> _Questions on the material_:
- A) In the blog post about the Przemysl love letters, on what date was Jacob Ringelheim naturalized in the U.S.?
- B) Continue the blog post about the Przemysl love letters and the Ringelheim family, starting after its final sentence.

> _Source passage_:
Segment Open

Monday, May 02, 2011

More Love Letters

A treasure trove of love letters from a young Jewish man in Soviet-occupied Przemysl to Janina (Janka) Rottenberg, one of 7,000 Jews deported into the Russian interior. So who was the letter writer? I forwarded the scans to our friend Lukasz, and...
Hello Alana and David,
thanks for sending me the letter. Very moving indeed. Janek's name is Ringelheim. Jakub, Josef, Israel ... we don't know. Janek is Polish diminutive from Jan, John. He writes from Slowackiego 68 ... Bingo!! This house belonged to Jakob Ringelheim, wealthy landowner.
A few Google searches later and here it is, on the US Holocaust Museum site, no less:
Pictured are Jacob and Miriam (Reich) Ringelheim with their son Josef. All were shot in a mass execution in Sambor in 1943.

Chaja (Klara) Ringelheim (later Chaja Rosenfeld, Chaja Rosenzweig, and finally, Claire Rosen) is the daughter of Jacob and Miriam (Reich) Ringelheim. She was born December 5, 1911 in Jaroslaw, Poland. Chaja had three brothers: David (b. 1906), Shimon (Sidney, b. 1907) and Josef (b. ca. 1921-22). Chaja's father, Jacob, had immigrated to the U.S., where he was naturalized on May 5, 1903. The following year, he was joined by his younger brother Benjamin, who was naturalized in 1913 and remained a resident of the U.S. for the rest of his life. Jacob returned to Poland in 1904 or 1905, settling in Jaroslaw. There, he married Miriam Reich and raised three children.

Together with his brother-in-law Nathan, Jacob ran a flour mill and possibly also a marmelade factory. Jacob returned to the U.S. in May 1916 following a violent incident at the flour mill. He returned to Poland in 1920 or 1921. His two sons, David and Shimon, immigrated to the U.S. in 1924. The rest of the Ringelheim family moved to Przemysl in the early to mid-1930s. Jacob eventually acquired co-ownership of a brick factory and several apartment houses.

Segment Closed

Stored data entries

Segment Open

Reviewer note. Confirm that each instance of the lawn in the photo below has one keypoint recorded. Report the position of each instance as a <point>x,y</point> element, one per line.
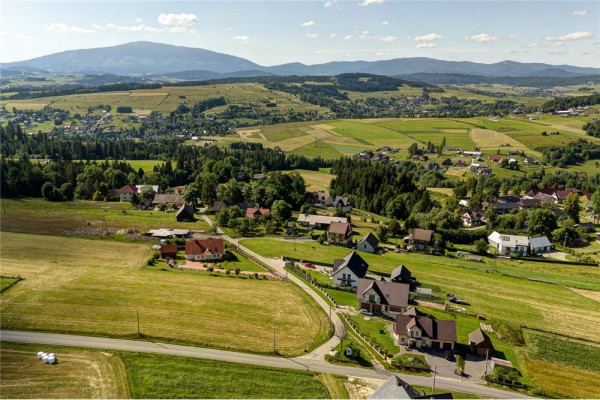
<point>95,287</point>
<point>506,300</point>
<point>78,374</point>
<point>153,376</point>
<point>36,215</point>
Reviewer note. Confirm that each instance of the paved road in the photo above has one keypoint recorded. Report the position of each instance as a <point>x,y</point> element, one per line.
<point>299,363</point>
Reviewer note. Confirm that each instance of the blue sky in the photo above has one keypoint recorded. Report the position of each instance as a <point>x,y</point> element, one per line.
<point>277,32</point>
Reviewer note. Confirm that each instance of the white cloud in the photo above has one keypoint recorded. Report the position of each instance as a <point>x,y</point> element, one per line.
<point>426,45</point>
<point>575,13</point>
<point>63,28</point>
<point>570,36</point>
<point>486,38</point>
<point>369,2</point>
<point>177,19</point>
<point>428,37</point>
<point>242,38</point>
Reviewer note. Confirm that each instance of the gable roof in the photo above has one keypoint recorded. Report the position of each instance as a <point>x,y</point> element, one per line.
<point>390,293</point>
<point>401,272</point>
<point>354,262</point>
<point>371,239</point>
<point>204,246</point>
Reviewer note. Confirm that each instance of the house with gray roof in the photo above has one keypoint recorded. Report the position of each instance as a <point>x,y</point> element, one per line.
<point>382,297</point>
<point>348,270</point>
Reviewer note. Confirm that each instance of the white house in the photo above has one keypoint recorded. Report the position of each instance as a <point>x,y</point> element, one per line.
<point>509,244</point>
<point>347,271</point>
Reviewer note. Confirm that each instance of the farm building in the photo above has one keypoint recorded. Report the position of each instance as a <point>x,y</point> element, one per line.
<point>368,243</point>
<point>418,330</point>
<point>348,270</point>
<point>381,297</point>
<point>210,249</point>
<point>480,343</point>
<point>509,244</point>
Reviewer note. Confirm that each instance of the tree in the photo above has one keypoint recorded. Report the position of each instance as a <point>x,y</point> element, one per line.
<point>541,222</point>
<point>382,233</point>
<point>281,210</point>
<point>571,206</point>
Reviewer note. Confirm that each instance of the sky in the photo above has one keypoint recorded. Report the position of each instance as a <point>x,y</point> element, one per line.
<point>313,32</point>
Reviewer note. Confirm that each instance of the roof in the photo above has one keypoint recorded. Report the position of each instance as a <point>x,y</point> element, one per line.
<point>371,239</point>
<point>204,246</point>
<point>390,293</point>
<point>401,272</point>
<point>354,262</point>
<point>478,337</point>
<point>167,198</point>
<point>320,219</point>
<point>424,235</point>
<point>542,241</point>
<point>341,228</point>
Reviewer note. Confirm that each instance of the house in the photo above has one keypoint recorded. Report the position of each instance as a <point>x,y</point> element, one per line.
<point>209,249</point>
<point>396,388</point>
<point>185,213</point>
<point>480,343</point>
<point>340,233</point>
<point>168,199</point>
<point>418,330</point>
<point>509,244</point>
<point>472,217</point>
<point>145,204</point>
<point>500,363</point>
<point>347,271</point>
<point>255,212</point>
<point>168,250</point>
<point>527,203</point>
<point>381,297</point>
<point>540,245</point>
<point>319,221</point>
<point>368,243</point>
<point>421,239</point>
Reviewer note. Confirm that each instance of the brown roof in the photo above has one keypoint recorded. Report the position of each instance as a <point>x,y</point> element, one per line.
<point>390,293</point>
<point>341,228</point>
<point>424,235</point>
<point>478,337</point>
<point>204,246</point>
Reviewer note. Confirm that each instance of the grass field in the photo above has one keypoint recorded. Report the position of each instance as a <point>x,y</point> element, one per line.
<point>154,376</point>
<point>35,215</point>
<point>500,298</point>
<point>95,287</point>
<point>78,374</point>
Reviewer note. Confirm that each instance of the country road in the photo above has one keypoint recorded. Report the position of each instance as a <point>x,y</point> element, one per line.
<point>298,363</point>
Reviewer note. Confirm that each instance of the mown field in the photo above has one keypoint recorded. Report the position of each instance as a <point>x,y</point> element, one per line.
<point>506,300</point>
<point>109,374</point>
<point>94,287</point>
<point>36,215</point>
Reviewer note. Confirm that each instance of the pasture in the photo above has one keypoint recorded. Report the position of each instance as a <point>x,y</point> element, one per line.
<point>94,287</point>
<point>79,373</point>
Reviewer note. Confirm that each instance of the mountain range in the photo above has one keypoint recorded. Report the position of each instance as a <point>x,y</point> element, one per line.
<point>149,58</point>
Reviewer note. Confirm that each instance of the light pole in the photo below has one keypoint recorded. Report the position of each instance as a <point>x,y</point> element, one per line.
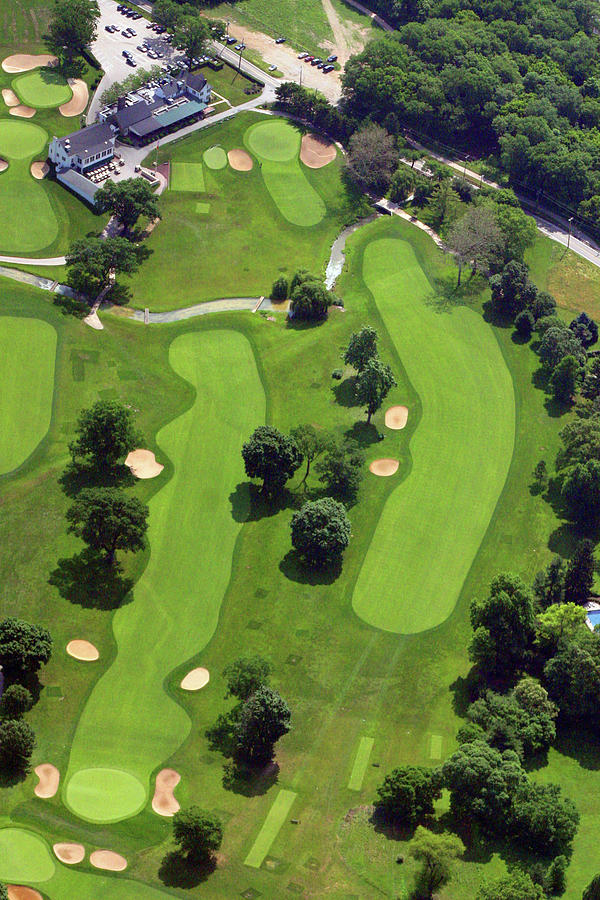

Segment Closed

> _Response list_:
- A) May 5, 1903.

- B)
Hitler's rise to power was a source of great concern to Jacob. Already in 1934 he wrote to his brother Benjamin in the U.S. that he was worried about the impact of the Nazi regime on the political stability of Poland, and was considering returning to America with the rest of his immediate family. However, the difficulty of liquidating his assets in Poland seems to have prevented him from doing so. Chaja started to work for her father as a bookkeeper in the brick factory in 1932 and continued in that capacity until the end of 1937.

In August 1937 she married Henryk Rosenfeld, the son of Chaskiel and Ernestyna Rosenfeld from Jaroslaw. The following year the couple left for Pisa, Italy, where Henryk began or continued medical school. Soon after the outbreak of World War II, Henryk decided to return to Poland. Chaja's mother tried to get her permission to return to Poland, but did not succeed. Consequently, Chaja remained in Italy, and on April 13, 1940 was issued an American passport in Genoa (on the basis of her father's American citizenship). She immigrated to the U.S. shortly thereafter. Her parents and brother Josef were killed in Sambor, Ukraine in 1943. Henryk was also killed in 1943 near Przemysl. Chaja was living and working in the United States when she received a letter from Markus Rosenzweig, a Polish Jew from Krakow, who had survived the war as a member of the Anders Army. He invited her to come to London to meet with him. He was single, and when he learned that Chaja was a widow it seemed as if it might be an opportunity for them both. She sailed to London on the SS St. Mary in 1948, and on January 22, 1949 Chaja and Markus were married. The wedding took place in Paddington, England, and the couple moved later that year to the United States. In 1951, when Markus was naturalized as an American citizenship, they formally changed their names to Marcus and Claire Rosen.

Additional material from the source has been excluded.